### Task instructions:
Update the data below so that every instance of "standalone" becomes "separate", and keep everything else unchanged.

'''

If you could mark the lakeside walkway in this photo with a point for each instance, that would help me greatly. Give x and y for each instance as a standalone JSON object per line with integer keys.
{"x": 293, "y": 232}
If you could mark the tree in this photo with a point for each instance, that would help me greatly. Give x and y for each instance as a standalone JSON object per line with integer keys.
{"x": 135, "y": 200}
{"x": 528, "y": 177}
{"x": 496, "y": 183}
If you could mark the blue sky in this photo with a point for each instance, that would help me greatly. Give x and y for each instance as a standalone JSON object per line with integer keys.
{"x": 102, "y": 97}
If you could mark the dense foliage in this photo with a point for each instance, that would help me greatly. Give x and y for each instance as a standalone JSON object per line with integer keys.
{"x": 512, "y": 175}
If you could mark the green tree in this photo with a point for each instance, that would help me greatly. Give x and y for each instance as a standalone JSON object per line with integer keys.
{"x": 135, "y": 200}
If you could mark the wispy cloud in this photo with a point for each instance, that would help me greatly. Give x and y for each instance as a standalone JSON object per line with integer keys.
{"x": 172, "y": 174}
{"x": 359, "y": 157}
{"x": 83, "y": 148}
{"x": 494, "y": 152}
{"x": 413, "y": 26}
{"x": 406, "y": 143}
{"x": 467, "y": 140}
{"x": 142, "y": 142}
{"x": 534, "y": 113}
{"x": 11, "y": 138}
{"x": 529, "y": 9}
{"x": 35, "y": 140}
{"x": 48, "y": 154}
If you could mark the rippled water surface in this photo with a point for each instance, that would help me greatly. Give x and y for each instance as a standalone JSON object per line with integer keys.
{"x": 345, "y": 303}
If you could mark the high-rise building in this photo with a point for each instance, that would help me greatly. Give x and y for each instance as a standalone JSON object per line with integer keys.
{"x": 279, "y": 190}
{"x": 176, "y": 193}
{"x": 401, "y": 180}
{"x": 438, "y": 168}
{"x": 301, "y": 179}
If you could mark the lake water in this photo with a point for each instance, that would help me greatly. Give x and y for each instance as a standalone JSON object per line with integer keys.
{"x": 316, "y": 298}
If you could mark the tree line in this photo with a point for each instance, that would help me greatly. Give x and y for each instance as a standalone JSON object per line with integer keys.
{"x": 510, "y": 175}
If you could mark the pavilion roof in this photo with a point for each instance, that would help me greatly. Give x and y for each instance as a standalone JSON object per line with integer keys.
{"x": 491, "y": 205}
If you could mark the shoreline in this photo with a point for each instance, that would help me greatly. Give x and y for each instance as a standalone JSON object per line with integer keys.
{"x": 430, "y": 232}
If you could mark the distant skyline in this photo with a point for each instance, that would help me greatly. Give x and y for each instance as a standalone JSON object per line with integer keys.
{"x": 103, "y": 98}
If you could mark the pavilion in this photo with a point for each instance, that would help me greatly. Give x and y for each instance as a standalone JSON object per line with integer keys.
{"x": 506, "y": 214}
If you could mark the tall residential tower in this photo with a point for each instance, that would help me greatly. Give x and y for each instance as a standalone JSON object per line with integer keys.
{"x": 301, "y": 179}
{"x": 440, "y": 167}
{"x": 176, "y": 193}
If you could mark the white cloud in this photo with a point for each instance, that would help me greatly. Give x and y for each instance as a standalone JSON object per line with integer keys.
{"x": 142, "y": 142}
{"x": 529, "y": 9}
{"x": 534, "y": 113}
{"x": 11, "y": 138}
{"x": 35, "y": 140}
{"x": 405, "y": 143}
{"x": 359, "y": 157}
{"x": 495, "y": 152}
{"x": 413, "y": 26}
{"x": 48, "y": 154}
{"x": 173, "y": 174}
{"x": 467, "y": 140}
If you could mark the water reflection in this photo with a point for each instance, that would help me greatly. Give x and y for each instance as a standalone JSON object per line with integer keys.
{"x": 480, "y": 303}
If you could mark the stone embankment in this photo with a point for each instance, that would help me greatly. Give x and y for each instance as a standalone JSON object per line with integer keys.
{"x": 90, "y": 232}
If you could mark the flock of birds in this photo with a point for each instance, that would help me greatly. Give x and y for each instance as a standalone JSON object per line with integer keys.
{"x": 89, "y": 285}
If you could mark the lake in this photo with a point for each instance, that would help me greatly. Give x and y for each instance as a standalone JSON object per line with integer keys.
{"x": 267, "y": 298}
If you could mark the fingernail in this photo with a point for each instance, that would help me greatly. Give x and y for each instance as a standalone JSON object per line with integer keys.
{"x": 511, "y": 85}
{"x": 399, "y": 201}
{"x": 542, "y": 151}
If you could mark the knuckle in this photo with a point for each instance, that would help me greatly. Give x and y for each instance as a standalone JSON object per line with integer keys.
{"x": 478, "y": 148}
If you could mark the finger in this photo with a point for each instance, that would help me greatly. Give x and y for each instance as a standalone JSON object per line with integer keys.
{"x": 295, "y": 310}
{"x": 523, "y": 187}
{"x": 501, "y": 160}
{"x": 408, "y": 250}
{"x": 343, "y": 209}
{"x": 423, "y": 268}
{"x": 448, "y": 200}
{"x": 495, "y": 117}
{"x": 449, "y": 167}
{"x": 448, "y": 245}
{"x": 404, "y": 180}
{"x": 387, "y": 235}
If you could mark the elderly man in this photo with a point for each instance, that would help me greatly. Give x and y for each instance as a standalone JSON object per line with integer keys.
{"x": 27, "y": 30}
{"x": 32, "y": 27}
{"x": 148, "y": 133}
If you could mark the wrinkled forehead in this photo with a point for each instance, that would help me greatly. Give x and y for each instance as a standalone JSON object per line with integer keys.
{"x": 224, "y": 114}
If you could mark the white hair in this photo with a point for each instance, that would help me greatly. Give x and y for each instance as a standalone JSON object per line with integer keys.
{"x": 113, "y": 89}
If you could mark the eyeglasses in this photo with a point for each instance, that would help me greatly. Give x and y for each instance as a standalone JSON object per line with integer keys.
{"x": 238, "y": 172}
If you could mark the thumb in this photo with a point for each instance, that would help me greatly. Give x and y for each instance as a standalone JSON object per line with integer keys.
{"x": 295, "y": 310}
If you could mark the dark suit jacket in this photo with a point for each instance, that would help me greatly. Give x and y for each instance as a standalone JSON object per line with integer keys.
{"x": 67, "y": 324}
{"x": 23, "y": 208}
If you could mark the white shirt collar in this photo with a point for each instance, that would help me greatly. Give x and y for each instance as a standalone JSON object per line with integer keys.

'''

### Answer to the task:
If you could mark the lakeside walkway in this photo with a point for each instance, that would help me greatly. Give x and y for each instance as a separate JSON object per line with integer keys.
{"x": 293, "y": 232}
If you could mark the tree in this photo with a point for each instance, that would help me greatly. Give x and y for each instance as a separate JSON object per line with integer keys.
{"x": 135, "y": 200}
{"x": 528, "y": 177}
{"x": 496, "y": 183}
If you could mark the blue sky in this photo with a point for each instance, that would help me greatly. Give x and y for each instance as a separate JSON object per line with integer keys.
{"x": 102, "y": 97}
If you could mark the dense foliage in this photo with a point for each instance, that would help me greatly. Give x and y for each instance as a separate JSON object per line with integer keys.
{"x": 512, "y": 175}
If you could mark the green tree in this photo with a point for each instance, that would help me greatly. Give x and y for each instance as a separate JSON object per line with integer keys.
{"x": 135, "y": 200}
If you could mark the wispy cloud in this photo with a point for each instance, that would help me greatly. Give x and y for each instance as a separate JSON object per line with integer keys.
{"x": 172, "y": 174}
{"x": 359, "y": 157}
{"x": 83, "y": 148}
{"x": 494, "y": 152}
{"x": 413, "y": 26}
{"x": 406, "y": 143}
{"x": 467, "y": 140}
{"x": 142, "y": 142}
{"x": 534, "y": 113}
{"x": 11, "y": 138}
{"x": 529, "y": 9}
{"x": 35, "y": 140}
{"x": 48, "y": 154}
If you could mark the rippled water surface in this photo with a point for each instance, that would help me greatly. Give x and y for each instance as a separate JSON object per line with integer keys.
{"x": 345, "y": 303}
If you could mark the high-rise building in this photo with a point for each instance, that would help me greatly. Give x and y for each instance as a separate JSON object per line with integer keys.
{"x": 279, "y": 190}
{"x": 176, "y": 193}
{"x": 401, "y": 180}
{"x": 438, "y": 168}
{"x": 301, "y": 179}
If you could mark the lake water in this photo with a point for each instance, that would help me greatly. Give x and y for each instance as a separate JSON object per line with integer keys.
{"x": 316, "y": 298}
If you could mark the tree line in this photo with a point for each instance, that would help me greatly. Give x and y for each instance as a separate JSON object per line with integer keys.
{"x": 510, "y": 175}
If you could mark the pavilion roof in this photo with a point for each instance, that would help me greatly. Give x and y for each instance as a separate JSON object per line with integer keys.
{"x": 491, "y": 205}
If you could mark the shoreline in this photo with a point for each instance, that would help me greatly. Give x and y for each instance as a separate JSON object per line with integer keys.
{"x": 430, "y": 232}
If you could mark the distant skyline in this photo with a point for each instance, that would help me greatly. Give x and y for each instance as a separate JSON object per line with integer keys.
{"x": 103, "y": 98}
If you could mark the pavilion in this photo with a point for each instance, that would help me greatly. Give x and y for each instance as a separate JSON object per line with integer keys.
{"x": 506, "y": 214}
If you could mark the tall residential tower in this photo with a point for each instance, that would help me greatly. Give x and y for each instance as a separate JSON object per line with integer keys.
{"x": 301, "y": 179}
{"x": 440, "y": 167}
{"x": 176, "y": 193}
If you could mark the white cloud in this photo with a point for each instance, that would help me greatly. Give x and y for each instance as a separate JSON object per line with integer keys.
{"x": 142, "y": 142}
{"x": 529, "y": 9}
{"x": 534, "y": 113}
{"x": 11, "y": 138}
{"x": 35, "y": 140}
{"x": 405, "y": 143}
{"x": 359, "y": 157}
{"x": 495, "y": 152}
{"x": 413, "y": 26}
{"x": 48, "y": 154}
{"x": 173, "y": 174}
{"x": 467, "y": 140}
If you could mark the water reflection in this photo with a point for each instance, that would help me greatly. Give x and y for each instance as a separate JSON object per line with integer keys.
{"x": 480, "y": 303}
If you could mark the stone embankment in this photo with a point for each instance, that would help me greatly. Give x and y for each instance as a separate JSON object per line with integer keys.
{"x": 90, "y": 232}
If you could mark the flock of birds in this photo with a point for each instance, that would help me greatly. Give x and y for each instance as a separate JSON object per line with integer keys.
{"x": 89, "y": 285}
If you could mark the lake in this photo with a point for each instance, that would help me greatly. Give x and y for each instance as a separate JSON object per line with integer keys.
{"x": 267, "y": 298}
If you could mark the fingernail in this photo with a point for each instance, that would help me greatly. Give x and y for each instance as a separate JSON object per line with integer keys.
{"x": 511, "y": 85}
{"x": 399, "y": 201}
{"x": 542, "y": 151}
If you could mark the knuckle in this photo with a point for each instance, that would help me greatly. Give x and y for each instance as a separate JSON object per line with integer keys.
{"x": 478, "y": 148}
If you could mark the finger in this photo with a point for each instance, that would help me greatly. Give x and y for each instance as a separate JSON object per line with integer keys.
{"x": 295, "y": 310}
{"x": 523, "y": 187}
{"x": 501, "y": 160}
{"x": 408, "y": 250}
{"x": 343, "y": 209}
{"x": 423, "y": 268}
{"x": 448, "y": 200}
{"x": 495, "y": 117}
{"x": 449, "y": 167}
{"x": 448, "y": 245}
{"x": 404, "y": 180}
{"x": 387, "y": 235}
If you could mark the elderly man in this photo with a point for each instance, that would help me greatly. Give x and y for each instance as a separate JSON object per line with integer keys.
{"x": 27, "y": 30}
{"x": 32, "y": 27}
{"x": 148, "y": 133}
If you could mark the wrinkled forehead in this photo with a point for each instance, that would help me greatly. Give x and y for each instance as a separate JSON object per line with integer keys.
{"x": 224, "y": 114}
If you could mark the white hair in this photo with a point for each instance, that would help me greatly. Give x and y for each instance as a separate JSON object per line with integer keys.
{"x": 113, "y": 89}
If you could mark the eyeglasses in this photo with a point for each instance, that would help me greatly. Give x and y for each instance as a separate JSON object per line with integer keys.
{"x": 238, "y": 172}
If you could mark the thumb in this photo with a point for each instance, that would help me greatly. Give x and y for each instance as a separate JSON object per line with integer keys.
{"x": 295, "y": 310}
If you could mark the dark suit jacket in this photo with a point for each instance, that would help me greatly. Give x and y for each instance as a separate JSON object per line with integer keys.
{"x": 67, "y": 324}
{"x": 23, "y": 208}
If you could mark the white shirt collar in this photo with a point for each instance, that would help me greatly. Give x and y for each instance as a separate JSON object per line with integer keys.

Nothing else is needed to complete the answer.